AIM OF THE TASK>
Rewrite the records below with "wooden" switched to "timber" and every other part left unchanged.

Source data>
_____
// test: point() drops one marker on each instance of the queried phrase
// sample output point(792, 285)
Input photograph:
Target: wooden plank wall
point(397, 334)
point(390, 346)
_____
CORRECT RESULT>
// test: point() drops one marker on each instance of the queried phrase
// sample output point(792, 285)
Input photograph:
Target: timber plank wall
point(397, 334)
point(390, 346)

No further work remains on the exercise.